Transcribe the listing below in full, exactly, with no images.

▶ [PROVIDED RECORDS]:
>>>

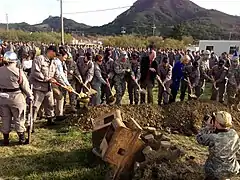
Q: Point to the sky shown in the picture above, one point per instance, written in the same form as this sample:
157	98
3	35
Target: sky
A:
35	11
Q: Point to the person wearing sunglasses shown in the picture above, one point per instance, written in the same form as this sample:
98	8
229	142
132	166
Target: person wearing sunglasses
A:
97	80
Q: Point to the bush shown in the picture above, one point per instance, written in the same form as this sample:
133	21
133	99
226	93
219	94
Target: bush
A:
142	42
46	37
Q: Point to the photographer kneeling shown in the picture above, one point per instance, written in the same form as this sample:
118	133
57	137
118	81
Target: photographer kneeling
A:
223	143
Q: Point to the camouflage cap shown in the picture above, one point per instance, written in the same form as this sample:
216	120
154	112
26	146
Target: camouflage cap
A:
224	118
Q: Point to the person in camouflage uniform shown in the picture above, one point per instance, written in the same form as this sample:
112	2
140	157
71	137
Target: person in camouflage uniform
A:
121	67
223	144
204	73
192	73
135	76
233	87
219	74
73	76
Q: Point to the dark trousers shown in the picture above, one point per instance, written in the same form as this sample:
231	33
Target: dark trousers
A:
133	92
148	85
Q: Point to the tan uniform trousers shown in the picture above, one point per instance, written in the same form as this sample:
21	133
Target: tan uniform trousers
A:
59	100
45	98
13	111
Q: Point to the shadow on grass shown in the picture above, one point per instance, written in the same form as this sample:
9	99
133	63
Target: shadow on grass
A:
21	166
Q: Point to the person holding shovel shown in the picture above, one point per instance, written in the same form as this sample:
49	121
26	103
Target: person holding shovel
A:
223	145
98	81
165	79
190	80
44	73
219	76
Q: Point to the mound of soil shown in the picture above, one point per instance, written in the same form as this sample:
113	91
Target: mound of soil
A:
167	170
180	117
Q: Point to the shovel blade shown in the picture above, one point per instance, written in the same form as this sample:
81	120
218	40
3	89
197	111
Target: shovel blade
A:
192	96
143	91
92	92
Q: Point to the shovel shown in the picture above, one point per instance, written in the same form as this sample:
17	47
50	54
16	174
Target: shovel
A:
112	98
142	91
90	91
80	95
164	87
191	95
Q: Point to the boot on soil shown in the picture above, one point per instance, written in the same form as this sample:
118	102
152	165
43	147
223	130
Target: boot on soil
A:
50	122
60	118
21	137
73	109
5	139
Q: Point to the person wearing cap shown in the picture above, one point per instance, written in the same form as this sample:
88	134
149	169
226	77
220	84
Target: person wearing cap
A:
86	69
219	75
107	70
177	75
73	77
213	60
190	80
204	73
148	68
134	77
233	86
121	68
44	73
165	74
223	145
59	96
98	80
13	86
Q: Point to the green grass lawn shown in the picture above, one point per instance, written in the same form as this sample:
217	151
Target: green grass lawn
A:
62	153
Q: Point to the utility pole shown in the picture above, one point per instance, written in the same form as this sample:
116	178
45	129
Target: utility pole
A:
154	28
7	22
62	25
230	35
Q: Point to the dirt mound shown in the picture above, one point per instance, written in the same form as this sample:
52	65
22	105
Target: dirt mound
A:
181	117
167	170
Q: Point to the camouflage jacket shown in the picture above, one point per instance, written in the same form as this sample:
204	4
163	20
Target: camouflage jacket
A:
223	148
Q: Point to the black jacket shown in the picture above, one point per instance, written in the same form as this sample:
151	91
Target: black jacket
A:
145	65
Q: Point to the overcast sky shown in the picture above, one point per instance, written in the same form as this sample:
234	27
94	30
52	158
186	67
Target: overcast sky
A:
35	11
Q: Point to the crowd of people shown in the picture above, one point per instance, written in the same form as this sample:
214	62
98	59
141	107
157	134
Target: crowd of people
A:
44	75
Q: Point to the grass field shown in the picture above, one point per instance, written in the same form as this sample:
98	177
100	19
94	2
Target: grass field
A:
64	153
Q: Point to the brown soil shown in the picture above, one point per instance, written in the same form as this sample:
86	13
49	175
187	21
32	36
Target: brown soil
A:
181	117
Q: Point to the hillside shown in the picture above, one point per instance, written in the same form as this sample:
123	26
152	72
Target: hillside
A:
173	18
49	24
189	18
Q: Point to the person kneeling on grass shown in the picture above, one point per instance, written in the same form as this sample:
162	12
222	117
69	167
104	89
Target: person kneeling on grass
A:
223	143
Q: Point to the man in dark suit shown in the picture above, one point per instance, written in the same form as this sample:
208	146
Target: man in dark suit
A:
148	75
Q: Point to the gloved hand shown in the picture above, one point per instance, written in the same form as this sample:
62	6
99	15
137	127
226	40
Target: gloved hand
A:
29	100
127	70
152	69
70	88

<<<

▶ [WRITTEN RESPONSE]:
Q: Point to the sky shown in the picture above, one point per instance, written in the same form as this sample:
157	98
3	35
Target: sky
A:
35	11
Q: Point to the person wearing sunglasses shown in the picture above, one point per instance, written in the same form as this sample:
98	8
229	142
132	166
Target: person wearing sunglasses
A:
97	80
Q: Point to the bush shown in the picture above, one point per instance, written in the same form as this sample:
133	21
133	99
226	93
219	94
Target: bush
A:
142	42
46	37
Q: Point to the photographer kneeling shown in the picture above, one point per instance, written in the same form as this sample:
118	133
57	137
118	81
Target: photographer kneeling
A:
223	143
Q: Point to the camouflage cap shown in the picture above, one point per instance, written in the same form as this sample:
216	120
154	112
26	146
Target: camouflage cap
A:
224	118
Q: Point to the person in camouflage uniform shown in the picture above, one point per instance, written in the same form as this sample:
112	2
140	157
71	137
Target: person in camouflage uniform
A:
121	67
223	144
204	73
192	73
135	76
233	87
219	74
73	76
Q: Point to the dark trousers shown in the picture above, one point per instance, written in the same form as this sample:
231	33
Target: dark trousers
A:
133	92
148	85
Q: Point to the tan uniform trousers shown in the picture above, one point per instance, written in the same form as this sample:
21	133
Target: tan uniform trousers
A:
59	100
45	98
13	111
Q: Point to the shadow on grass shown in the picture above, one point per instance, written in the same form as this sample:
9	99
133	63
Target: shadow on grass
A:
21	166
Q: Point to the person holding shovel shown in the picture above, one point per instance, written in the same form as this sample:
49	121
26	103
Target: person holding shovel
A:
223	145
98	81
165	79
190	80
44	73
219	76
Q: Point to the mound of soil shown in the picture above, one point per instance, written in the same form as this sample:
113	91
Target: mound of soil
A:
167	170
180	117
Q: Point to the shovel blade shown in the picture above, one point per instance, written in the same form as this sample:
81	120
218	40
3	89
197	111
Target: shovel blade
A:
192	96
143	91
92	92
Q: Point to the shovel shown in the picture above, one point per instance, written in the same form as this sample:
17	47
50	54
16	174
Target: shovel
A:
112	98
142	91
90	91
80	95
164	87
191	95
Q: Point to the boot on soil shown in the picture above, one point per instance, written in the same form as this sample:
118	102
152	165
43	147
223	130
Target: boot on soil
A:
50	122
60	118
21	137
73	109
5	139
Q: Point to the person wearing cap shown in the picture above, one point per instance, written in the same form as this sample:
88	134
149	169
226	77
220	84
Target: person wearing cap
A:
86	69
219	75
107	70
177	75
73	77
213	60
190	80
204	73
148	68
134	77
233	86
121	68
44	73
165	74
223	145
59	96
98	80
13	86
Q: Point to the green grass lawn shown in the picture above, one point per instance, written in the same form as this sample:
217	151
Target: green grass lawn
A:
62	153
Q: Point to the utility pole shown in the picture above, one point per instance, written in the same form as this sample:
116	178
45	129
Target: utility pole
A:
154	28
7	22
62	25
230	35
Q: Point to the dirt mound shown in the picture above, one point per instance, written in the same form as this sample:
52	65
22	105
Target: dirt mound
A:
181	117
167	170
Q: Point to the camouflage jacket shown in the picture above, one point per instance, written in the same form as this sample:
204	4
163	20
Target: camouflage jacket
A:
223	148
Q: Point to the black jacket shown in the picture above, one point per instance, written in the same form as this sample:
151	91
Target: black jacket
A:
145	65
Q: Point to the overcast sky shown in the picture above, one point per instance, written in the same form as this sample:
234	27
94	30
52	158
186	67
Target: overcast sky
A:
35	11
Q: Point to the crowd of people shown in the picture above, one point per instance, written in the same form as this sample:
214	62
98	59
141	107
157	134
Target: crowd of people
A:
44	75
Q: Point to the grass field shown in the picture above, one point per instance, written in the same form as this sample:
98	177
100	19
94	2
Target: grass field
A:
64	153
Q: Point to the brown soil shown in the picture above, one point per instance, written in the same form as this sample:
86	13
49	175
187	21
32	36
Target: brown soil
A:
181	117
Q: Point to the hillside shown in the picture above, one point per instance, written in the same form as this sample:
123	26
152	72
Target: hillside
A:
173	18
49	24
189	18
Q: Point to the person kneeling on grass shown in the picture above, one point per instance, written in the same form as this sample:
162	12
222	117
69	167
104	89
Target: person kneeling on grass
A:
223	143
Q: Point to the man in dark suit shown in the picture above, one point per instance, written in the same form as this sample:
208	146
Target: man in dark suit
A:
148	75
Q: Point to the gloved hand shown in the picture above, one point per instance, written in the same form as this sample:
62	6
99	15
137	127
226	40
Target: gloved hand
A:
29	100
127	70
152	69
70	88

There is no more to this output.